■ **Problem**: Filter the data below, keeping only lines that contain "hockey".

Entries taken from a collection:
[Start of section]

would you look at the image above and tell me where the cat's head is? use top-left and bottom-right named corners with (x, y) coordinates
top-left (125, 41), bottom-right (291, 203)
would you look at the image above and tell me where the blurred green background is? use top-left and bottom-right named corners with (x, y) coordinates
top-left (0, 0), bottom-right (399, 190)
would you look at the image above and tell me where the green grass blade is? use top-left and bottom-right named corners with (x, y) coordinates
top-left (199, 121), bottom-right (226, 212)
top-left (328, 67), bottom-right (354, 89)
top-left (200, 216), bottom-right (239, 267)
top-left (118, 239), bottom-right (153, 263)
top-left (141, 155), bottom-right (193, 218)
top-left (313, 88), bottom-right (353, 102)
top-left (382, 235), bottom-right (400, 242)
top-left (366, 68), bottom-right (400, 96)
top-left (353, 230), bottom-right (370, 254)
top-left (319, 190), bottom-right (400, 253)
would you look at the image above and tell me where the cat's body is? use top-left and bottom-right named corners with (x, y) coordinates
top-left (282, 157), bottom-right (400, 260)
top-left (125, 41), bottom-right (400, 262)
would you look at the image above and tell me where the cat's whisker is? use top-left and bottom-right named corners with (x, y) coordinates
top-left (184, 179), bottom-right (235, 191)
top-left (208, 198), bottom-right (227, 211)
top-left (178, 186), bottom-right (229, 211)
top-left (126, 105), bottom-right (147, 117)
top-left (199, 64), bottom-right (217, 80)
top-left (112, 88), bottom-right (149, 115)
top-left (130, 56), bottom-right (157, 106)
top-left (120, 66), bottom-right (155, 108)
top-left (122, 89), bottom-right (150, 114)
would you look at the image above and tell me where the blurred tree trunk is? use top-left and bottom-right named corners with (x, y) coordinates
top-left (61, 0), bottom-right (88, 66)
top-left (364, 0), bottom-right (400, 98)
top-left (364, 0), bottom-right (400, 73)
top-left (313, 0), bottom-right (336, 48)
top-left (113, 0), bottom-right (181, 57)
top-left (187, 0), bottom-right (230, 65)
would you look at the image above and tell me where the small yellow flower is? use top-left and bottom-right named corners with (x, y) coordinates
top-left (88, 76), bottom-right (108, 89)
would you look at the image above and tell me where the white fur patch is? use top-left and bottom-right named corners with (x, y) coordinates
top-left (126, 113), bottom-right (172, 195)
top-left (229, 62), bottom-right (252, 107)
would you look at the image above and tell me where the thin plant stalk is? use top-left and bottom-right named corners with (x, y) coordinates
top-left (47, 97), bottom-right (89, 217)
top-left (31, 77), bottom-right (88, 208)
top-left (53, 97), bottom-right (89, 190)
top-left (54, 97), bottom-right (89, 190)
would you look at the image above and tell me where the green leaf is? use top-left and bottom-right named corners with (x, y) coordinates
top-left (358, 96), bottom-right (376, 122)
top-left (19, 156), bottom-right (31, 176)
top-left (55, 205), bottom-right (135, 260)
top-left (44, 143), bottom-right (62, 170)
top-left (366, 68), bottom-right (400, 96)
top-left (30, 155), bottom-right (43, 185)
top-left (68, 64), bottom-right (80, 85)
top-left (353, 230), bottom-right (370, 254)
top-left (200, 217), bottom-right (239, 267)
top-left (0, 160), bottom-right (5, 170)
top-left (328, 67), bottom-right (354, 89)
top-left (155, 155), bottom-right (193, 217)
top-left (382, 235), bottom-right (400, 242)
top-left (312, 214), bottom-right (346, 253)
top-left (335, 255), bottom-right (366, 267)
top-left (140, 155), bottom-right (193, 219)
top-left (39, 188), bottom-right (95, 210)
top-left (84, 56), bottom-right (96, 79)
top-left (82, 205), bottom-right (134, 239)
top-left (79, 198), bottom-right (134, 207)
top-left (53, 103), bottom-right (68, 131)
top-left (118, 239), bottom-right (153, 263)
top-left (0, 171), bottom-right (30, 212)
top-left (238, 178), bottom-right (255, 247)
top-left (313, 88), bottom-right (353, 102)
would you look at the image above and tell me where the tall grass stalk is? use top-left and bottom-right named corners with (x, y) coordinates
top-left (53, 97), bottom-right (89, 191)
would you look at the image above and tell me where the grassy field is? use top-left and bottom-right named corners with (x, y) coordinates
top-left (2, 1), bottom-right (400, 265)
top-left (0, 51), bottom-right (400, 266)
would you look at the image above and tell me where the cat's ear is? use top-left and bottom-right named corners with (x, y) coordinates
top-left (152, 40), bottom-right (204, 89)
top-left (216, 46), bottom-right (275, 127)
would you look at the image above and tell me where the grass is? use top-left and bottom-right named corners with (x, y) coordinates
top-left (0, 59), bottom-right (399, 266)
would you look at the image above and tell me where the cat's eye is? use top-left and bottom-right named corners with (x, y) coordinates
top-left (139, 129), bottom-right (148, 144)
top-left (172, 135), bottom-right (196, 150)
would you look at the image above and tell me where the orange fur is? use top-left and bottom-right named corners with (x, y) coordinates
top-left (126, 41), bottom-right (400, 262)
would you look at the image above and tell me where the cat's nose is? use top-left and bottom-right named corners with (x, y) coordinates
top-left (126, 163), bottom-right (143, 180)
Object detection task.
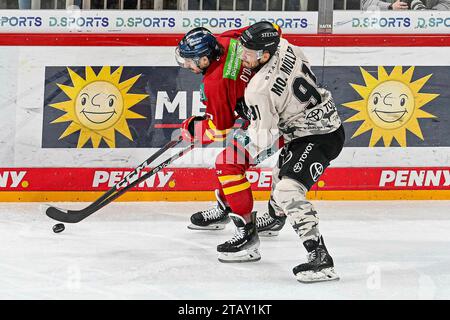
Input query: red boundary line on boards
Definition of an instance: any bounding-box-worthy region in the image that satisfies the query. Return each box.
[1,167,449,192]
[0,33,450,46]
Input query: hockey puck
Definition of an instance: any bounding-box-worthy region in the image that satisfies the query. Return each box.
[52,223,65,233]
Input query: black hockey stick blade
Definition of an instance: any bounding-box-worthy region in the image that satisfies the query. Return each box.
[43,204,94,224]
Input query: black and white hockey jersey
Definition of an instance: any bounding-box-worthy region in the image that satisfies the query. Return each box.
[243,38,342,158]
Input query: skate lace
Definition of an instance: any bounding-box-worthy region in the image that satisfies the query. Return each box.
[307,248,326,263]
[256,212,275,228]
[307,250,318,263]
[202,206,223,221]
[227,226,246,244]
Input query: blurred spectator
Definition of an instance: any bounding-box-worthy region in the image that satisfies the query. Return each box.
[362,0,450,10]
[19,0,82,9]
[74,0,82,8]
[68,0,82,9]
[336,0,362,9]
[91,0,116,8]
[124,0,137,9]
[18,0,31,9]
[91,0,156,9]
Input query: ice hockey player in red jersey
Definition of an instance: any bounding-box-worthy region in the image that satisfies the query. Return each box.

[End of section]

■ **Finished task**:
Input query: hockey puck
Input query: black hockey stick blade
Input query: black and white hockey jersey
Input query: ice hockey player in red jersey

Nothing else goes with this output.